THE TASK: Put every line of the data below into a JSON list of strings, one string per line, and leave out any blank lines.

Start DATA FOR THIS TASK

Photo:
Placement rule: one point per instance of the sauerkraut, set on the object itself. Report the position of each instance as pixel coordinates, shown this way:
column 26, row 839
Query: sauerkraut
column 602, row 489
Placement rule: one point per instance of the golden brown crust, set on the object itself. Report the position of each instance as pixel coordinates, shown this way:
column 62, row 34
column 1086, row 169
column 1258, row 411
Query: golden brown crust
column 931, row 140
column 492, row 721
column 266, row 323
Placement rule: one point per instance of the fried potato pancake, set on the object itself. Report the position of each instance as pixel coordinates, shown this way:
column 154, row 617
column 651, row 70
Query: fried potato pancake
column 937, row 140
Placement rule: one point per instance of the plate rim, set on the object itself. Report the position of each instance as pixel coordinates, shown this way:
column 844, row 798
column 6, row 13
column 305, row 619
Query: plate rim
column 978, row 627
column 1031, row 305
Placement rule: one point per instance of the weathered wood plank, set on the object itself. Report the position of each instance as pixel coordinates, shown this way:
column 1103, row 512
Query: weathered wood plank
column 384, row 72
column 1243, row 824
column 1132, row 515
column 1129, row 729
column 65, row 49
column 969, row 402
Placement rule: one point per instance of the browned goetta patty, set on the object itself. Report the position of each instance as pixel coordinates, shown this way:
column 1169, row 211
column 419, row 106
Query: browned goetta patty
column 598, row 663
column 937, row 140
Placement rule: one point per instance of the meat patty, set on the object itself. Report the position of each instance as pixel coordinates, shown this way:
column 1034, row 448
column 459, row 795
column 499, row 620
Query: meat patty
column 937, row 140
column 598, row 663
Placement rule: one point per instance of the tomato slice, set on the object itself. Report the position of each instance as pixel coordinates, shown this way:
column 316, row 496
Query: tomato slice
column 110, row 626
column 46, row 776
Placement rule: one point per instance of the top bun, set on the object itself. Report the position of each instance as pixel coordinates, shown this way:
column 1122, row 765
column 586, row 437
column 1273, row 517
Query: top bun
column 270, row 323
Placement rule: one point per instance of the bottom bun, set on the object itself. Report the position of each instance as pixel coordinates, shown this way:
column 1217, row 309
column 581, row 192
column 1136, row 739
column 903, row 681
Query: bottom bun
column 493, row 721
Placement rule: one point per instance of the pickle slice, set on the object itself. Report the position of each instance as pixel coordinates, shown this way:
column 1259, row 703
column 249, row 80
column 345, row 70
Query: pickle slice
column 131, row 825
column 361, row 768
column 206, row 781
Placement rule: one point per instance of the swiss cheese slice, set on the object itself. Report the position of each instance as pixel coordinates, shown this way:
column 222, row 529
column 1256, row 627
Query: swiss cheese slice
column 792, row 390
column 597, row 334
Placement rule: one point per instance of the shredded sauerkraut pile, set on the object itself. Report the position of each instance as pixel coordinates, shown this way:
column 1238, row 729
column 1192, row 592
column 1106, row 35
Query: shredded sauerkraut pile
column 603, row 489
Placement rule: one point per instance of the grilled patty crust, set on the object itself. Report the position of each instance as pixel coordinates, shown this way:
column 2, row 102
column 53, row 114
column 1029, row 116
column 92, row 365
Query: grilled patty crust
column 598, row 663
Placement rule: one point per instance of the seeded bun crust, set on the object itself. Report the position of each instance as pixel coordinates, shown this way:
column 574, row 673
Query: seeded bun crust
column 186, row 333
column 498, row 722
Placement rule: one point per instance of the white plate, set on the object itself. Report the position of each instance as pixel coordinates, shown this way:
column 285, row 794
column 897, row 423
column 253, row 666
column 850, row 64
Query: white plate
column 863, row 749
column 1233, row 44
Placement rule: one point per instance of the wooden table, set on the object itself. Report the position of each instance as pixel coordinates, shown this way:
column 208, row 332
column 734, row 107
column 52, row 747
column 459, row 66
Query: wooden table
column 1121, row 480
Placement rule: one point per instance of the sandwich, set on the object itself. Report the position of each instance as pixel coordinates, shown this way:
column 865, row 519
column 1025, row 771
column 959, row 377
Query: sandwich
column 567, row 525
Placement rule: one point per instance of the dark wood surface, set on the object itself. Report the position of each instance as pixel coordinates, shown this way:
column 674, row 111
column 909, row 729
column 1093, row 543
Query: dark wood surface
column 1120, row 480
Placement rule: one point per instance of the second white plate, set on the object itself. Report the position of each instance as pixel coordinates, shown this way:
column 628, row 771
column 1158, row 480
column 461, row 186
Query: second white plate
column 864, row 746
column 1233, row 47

End DATA FOR THIS TASK

EXERCISE RESPONSE:
[
  "Photo:",
  "Placement rule: one point per instance of the sauerkraut, set on the object itself. Report the position of each instance as pixel coordinates, shown this way:",
  "column 26, row 839",
  "Query: sauerkraut",
  "column 602, row 489",
  "Placement rule: one point per instance of the golden brown crust, set on the object itself. Report the position of each instance as pixel coordinates, shown this way:",
  "column 62, row 34",
  "column 1086, row 169",
  "column 1258, row 411",
  "Query: golden brown crust",
  "column 931, row 140",
  "column 492, row 721",
  "column 266, row 323",
  "Placement rule: one point per instance of the fried potato pancake, set on the object itself. Report the position of each instance as pixel coordinates, shown this way:",
  "column 154, row 617",
  "column 651, row 70",
  "Query: fried potato pancake",
  "column 937, row 140",
  "Placement rule: one point per instance of the plate rim, set on the object itself. Report the position of each instance as pixel coordinates, shown this way:",
  "column 844, row 798",
  "column 6, row 13",
  "column 305, row 619",
  "Query: plate rim",
  "column 978, row 627",
  "column 1031, row 305",
  "Placement rule: one point per instance of the weathered wood plank, set on the object itself. Report the position of each instance as pixel coordinates, shown this way:",
  "column 1103, row 512",
  "Query: weathered wood plank",
  "column 384, row 72",
  "column 1243, row 824",
  "column 1132, row 515",
  "column 1129, row 729",
  "column 65, row 49",
  "column 969, row 402",
  "Placement rule: one point per instance of the browned goetta patty, set on the object itself. Report the position of each instance as pixel coordinates, shown this way:",
  "column 1169, row 211",
  "column 419, row 106",
  "Query: browned goetta patty",
  "column 598, row 663",
  "column 937, row 140",
  "Placement rule: one point per instance of the meat patty, set on the object itself. Report the position of each instance as pixel coordinates, shown this way:",
  "column 1034, row 448",
  "column 459, row 795",
  "column 499, row 620",
  "Query: meat patty",
  "column 937, row 140",
  "column 598, row 663",
  "Placement rule: one point per instance of the tomato slice, set on the object itself. Report the position of each instance as pixel coordinates, shown this way:",
  "column 316, row 496",
  "Query: tomato slice",
  "column 110, row 626",
  "column 46, row 776",
  "Placement rule: one point per instance of the top bun, set on the object itself. Report the position of each instance as pixel coordinates, shown this way:",
  "column 1122, row 765",
  "column 586, row 437",
  "column 1273, row 517",
  "Query: top bun",
  "column 270, row 323",
  "Placement rule: one point per instance of the bottom bun, set on the object itself. Report the position of each instance as pixel coordinates, shown this way:",
  "column 1217, row 309",
  "column 581, row 192",
  "column 1136, row 739",
  "column 903, row 681",
  "Query: bottom bun",
  "column 493, row 721",
  "Placement rule: one point per instance of the pickle slice, set on the object itself. Report the position of each instance as pixel coordinates, shown this way:",
  "column 1259, row 703",
  "column 249, row 80",
  "column 345, row 70",
  "Query: pickle slice",
  "column 131, row 825",
  "column 361, row 768",
  "column 206, row 781",
  "Placement rule: one point per instance of the swiss cheese slice, set on the object itself. Report the position of each instance as pixel coordinates, shown this way:",
  "column 222, row 529",
  "column 1256, row 627",
  "Query: swiss cheese slice",
  "column 792, row 390",
  "column 597, row 334",
  "Placement rule: one point per instance of the shredded sauerkraut pile, set on the object itself. Report the position of each instance as pixel coordinates, shown this way:",
  "column 1238, row 729",
  "column 1192, row 592",
  "column 1106, row 35",
  "Query: shredded sauerkraut pile",
  "column 603, row 489",
  "Placement rule: one point per instance of the grilled patty crust, set on the object itself. Report the position of each instance as pixel coordinates, shown this way:",
  "column 2, row 102",
  "column 53, row 114",
  "column 1029, row 116",
  "column 92, row 365",
  "Query: grilled patty crust",
  "column 598, row 663",
  "Placement rule: one point per instance of the seeded bun crust, set on the object itself. Report the position of each instance as pixel coordinates, shown this way:",
  "column 574, row 673",
  "Query: seeded bun crust",
  "column 186, row 333",
  "column 498, row 722",
  "Placement rule: one point per instance of the white plate, set on the object itself. Report the position of each instance as pixel coordinates, shown this way:",
  "column 285, row 794",
  "column 897, row 423",
  "column 253, row 666",
  "column 850, row 64",
  "Query: white plate",
  "column 863, row 749",
  "column 1233, row 44",
  "Placement rule: one point per instance of the wooden table, set on the object itself. Report the position of each instance as pixel coordinates, shown this way:",
  "column 208, row 332",
  "column 734, row 107",
  "column 52, row 747",
  "column 459, row 66",
  "Query: wooden table",
  "column 1121, row 480",
  "Placement rule: one point per instance of the sandwich, set on the object itself. Report the position of each instance as pixel coordinates, shown this way:",
  "column 865, row 519",
  "column 1025, row 771",
  "column 959, row 377",
  "Query: sandwich",
  "column 567, row 525",
  "Placement rule: one point per instance of the dark wood surface, set on the object itself. Report the position of each instance as pixel coordinates, shown this way:",
  "column 674, row 111",
  "column 909, row 729",
  "column 1093, row 543",
  "Query: dark wood surface",
  "column 1120, row 480",
  "Placement rule: one point per instance of the second white plate, set on the object itself. Report the position of each instance as pixel coordinates, shown this way:",
  "column 628, row 771",
  "column 1158, row 480",
  "column 461, row 186",
  "Query: second white plate",
  "column 864, row 746",
  "column 1233, row 47"
]